**Work to complete**
Reproduce every one of the following items line for line, keeping each character unchanged.

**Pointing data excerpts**
++++

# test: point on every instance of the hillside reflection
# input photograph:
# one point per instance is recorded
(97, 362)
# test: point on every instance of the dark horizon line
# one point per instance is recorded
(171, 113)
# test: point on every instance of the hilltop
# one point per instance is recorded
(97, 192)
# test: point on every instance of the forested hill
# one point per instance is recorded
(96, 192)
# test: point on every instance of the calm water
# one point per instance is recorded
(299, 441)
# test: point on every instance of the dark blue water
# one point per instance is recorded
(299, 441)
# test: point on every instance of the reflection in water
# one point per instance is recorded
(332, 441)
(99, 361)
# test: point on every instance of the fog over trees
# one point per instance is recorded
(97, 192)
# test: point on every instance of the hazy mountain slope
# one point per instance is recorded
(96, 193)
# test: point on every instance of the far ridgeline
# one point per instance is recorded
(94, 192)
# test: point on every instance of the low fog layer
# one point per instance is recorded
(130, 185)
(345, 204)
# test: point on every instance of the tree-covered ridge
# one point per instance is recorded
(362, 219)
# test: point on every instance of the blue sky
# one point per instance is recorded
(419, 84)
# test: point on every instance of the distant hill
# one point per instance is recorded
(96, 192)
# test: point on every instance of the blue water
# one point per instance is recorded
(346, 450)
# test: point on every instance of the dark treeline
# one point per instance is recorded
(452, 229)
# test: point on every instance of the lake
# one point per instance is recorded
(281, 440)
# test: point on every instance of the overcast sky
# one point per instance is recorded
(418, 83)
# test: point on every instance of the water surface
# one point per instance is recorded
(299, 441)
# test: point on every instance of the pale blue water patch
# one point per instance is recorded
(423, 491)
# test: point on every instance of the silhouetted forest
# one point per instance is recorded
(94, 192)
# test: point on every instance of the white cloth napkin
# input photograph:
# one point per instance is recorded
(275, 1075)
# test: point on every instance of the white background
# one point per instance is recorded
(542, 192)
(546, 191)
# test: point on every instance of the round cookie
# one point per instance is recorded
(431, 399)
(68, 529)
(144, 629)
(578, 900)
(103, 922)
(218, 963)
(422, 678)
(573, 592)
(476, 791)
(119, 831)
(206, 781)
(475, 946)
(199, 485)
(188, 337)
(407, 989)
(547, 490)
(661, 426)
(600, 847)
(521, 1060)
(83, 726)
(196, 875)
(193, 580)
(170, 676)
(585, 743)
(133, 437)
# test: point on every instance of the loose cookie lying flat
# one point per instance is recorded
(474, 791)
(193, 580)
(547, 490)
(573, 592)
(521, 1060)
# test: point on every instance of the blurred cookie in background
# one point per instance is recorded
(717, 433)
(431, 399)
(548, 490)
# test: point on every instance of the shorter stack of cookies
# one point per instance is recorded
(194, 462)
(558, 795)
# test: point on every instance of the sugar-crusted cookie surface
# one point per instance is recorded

++++

**Answer for the task**
# test: point on every instance of the hillside reflection
# input photograph:
# one point per instance is recorded
(97, 362)
# test: point on every instance of the dark horizon line
# one point per instance is recorded
(171, 113)
# test: point on every instance of the hilltop
# one point per instance is recorded
(97, 192)
# test: point on every instance of the forested hill
# one point per instance is recorded
(96, 192)
# test: point on every instance of the calm water
# one point per instance is recorded
(299, 441)
# test: point on every instance of the dark blue water
# one point per instance is recorded
(299, 441)
# test: point on every instance of the reflection in water
# one point per instance is recorded
(332, 441)
(99, 361)
# test: point on every instance of the fog over trees
# one point per instance is recorded
(97, 192)
# test: point on every instance of the hazy mountain slope
# one point per instance is recorded
(96, 193)
# test: point on every instance of the far ridgeline
# one point per instance is recorded
(94, 192)
# test: point on every instance of the low fog layer
# one point per instance is recorded
(130, 185)
(345, 204)
# test: point on every instance of the tree-covered ridge
# one point per instance is recorded
(362, 219)
# test: point on every instance of the blue sky
# one point per instance is recorded
(419, 84)
# test: point on every instance of the distant hill
# one point per instance is recorded
(96, 192)
# test: point on every instance of the blue water
# one point per instance is recorded
(346, 450)
# test: point on every instance of the dark treeline
# one point per instance is recorded
(452, 229)
# test: point on every instance of the lake
# one point per instance is recorded
(281, 440)
# test: point on every instance of the overcast sky
# one point per instance is recorded
(418, 83)
# test: point on every instance of the water surface
# one point per instance is recorded
(299, 441)
# test: point on every instance of the pale blue water patch
# one point per instance is recorded
(423, 491)
# test: point on every instance of the silhouetted forest
# one point per instance is recorded
(94, 192)
# test: point on every instance of the white cloth napkin
# input photograph:
# one point per instance is recorded
(275, 1075)
# test: point on every instance of the white background
# one point per instance is recorded
(542, 192)
(546, 191)
# test: point on every instance of the round cookie
# one point per instance is recorded
(431, 399)
(68, 529)
(144, 629)
(578, 900)
(103, 922)
(218, 963)
(422, 678)
(573, 592)
(476, 791)
(119, 831)
(206, 781)
(475, 946)
(199, 485)
(188, 337)
(407, 989)
(547, 490)
(661, 426)
(600, 847)
(521, 1060)
(83, 726)
(196, 875)
(193, 580)
(170, 676)
(585, 743)
(133, 437)
# test: point on every instance of the loose cookie lying flat
# one point per instance is recorded
(474, 791)
(193, 580)
(547, 490)
(573, 592)
(521, 1060)
# test: point on every instance of the blurred cookie in background
# one point per instance is recorded
(717, 433)
(431, 399)
(548, 490)
# test: point on every instance of the shorter stack of cookies
# one point per instance is recorded
(194, 462)
(558, 795)
# test: point on every instance of the sugar-crusted cookie surface
# one point per instance is recorded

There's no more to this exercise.